> **SUPPLIED PASSAGE**:

On December 30, 1920, the parties executed two instruments described as a trust indenture and a trust agreement. By the trust indenture, certain real estate was conveyed by Adler to three trustees to hold in trust during the life of respondent. By the provisions of the two instruments respondent was to receive for life quarterly payments of $1350. The trustees were given power to manage and rent the real estate, and, after deducting taxes and other charges, pay to respondent the quarterly amounts; the balance was to be paid to petitioner. It is agreed that the contracts were not made in contemplation of divorce and petitioner does not seek any relief from the quarterly payments as therein provided. Reference to these instruments is necessary only because they were referred to in two instruments executed on December 1, 1922, and which are described in this proceeding as the supplemental trust indenture and the supplemental trust agreement. In the latter instruments provision was made for the payment from the income of trust property to respondent for her life, of an additional $1150 per quarter. In the decree of December 2 petitioner was ordered to pay respondent the amounts stated in the two agreements. The trial court entered a decree approving the master’s report and modified the decree of December 2, 1922, by canceling the quarterly payments of $1150.

The question presented is whether the provision in the supplemental instruments of December 1, 1922, and the decree of December 2 for the quarterly payment of $1150, was an allowance of alimony and subject to modification under section 18 of the Divorce act, or was it a final settlement in gross, of all the interest of the parties arising out of the marital relation, and, therefore, beyond the power of the court to modify or change. The appeal has been brought direct to this court because the validity of the act of 1933 amending section 18 of the Divorce act is ques*364tioned. Laws of 1933, p. 490; Ill. Rev. Stat. 1939, chap. 40, par. 19.

> **RECORDED DATA**:

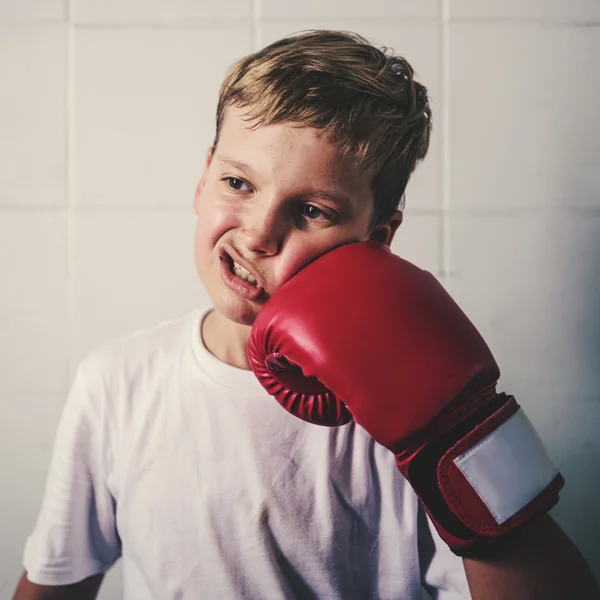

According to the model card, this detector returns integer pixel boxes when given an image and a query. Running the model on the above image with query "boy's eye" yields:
[221,177,248,192]
[302,204,331,221]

> **AIM OF THE TASK**:
For each statement, answer yes or no on whether it agrees with the court opinion above, and quote the words of the opinion that settle it. 1. Under the 1920 instruments, respondent was to receive quarterly payments of $1350 for life. 2. The 1920 contracts were made in contemplation of divorce. 3. The trial court canceled the quarterly payments of $1150.

> **TASK OUTPUT**:
1. Yes: "respondent was to receive for life quarterly payments of $1350."
2. No: "It is agreed that the contracts were not made in contemplation of divorce"
3. Yes: "modified the decree of December 2, 1922, by canceling the quarterly payments of $1150."